PROBLEM STATEMENT |
Retype the records below from their first line through the line containing "Every instance of the sky", and include nothing else.

━━ EXCERPTED DATA ━━

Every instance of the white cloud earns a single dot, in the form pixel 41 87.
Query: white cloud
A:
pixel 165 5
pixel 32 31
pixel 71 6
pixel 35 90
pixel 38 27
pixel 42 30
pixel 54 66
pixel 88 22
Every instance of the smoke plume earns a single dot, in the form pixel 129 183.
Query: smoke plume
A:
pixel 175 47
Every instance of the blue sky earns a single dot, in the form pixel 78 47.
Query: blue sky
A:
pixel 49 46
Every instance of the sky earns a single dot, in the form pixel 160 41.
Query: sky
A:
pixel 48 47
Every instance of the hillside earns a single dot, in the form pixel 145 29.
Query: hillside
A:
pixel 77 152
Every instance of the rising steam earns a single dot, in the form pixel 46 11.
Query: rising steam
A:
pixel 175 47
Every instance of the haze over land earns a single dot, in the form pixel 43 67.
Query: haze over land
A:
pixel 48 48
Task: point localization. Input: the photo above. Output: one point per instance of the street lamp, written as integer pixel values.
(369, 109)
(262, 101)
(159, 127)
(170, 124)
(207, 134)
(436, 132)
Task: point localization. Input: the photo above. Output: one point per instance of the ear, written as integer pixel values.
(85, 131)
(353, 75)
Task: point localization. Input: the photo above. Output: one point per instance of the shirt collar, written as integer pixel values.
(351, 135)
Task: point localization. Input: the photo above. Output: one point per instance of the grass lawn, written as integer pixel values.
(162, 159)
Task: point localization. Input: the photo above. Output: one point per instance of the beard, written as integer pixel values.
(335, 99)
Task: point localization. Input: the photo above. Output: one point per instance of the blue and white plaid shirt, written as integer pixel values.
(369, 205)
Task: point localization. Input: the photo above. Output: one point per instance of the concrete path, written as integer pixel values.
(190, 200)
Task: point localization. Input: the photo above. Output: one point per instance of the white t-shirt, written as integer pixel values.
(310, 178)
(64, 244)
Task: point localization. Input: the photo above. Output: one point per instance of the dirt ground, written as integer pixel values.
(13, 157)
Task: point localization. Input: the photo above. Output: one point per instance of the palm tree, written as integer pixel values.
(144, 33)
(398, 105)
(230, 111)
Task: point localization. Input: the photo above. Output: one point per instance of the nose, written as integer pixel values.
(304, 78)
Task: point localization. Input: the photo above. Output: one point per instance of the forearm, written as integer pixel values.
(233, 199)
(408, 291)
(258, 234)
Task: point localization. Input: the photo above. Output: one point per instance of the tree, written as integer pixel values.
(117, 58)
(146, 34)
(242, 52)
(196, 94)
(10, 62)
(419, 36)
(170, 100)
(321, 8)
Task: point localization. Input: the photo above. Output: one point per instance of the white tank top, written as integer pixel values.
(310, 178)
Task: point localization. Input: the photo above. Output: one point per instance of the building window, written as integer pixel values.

━━━

COMPLETED TASK |
Every instance of the white cloud earns a single dot, in the form pixel 41 87.
Query: white cloud
A:
pixel 165 5
pixel 32 31
pixel 71 6
pixel 35 90
pixel 38 27
pixel 42 30
pixel 54 66
pixel 88 22
Every instance of the smoke plume earns a single dot, in the form pixel 129 183.
Query: smoke plume
A:
pixel 175 47
Every instance of the blue sky earns a single dot, in the form pixel 78 47.
Query: blue sky
A:
pixel 49 46
Every instance of the sky earns a single dot, in the form pixel 160 41.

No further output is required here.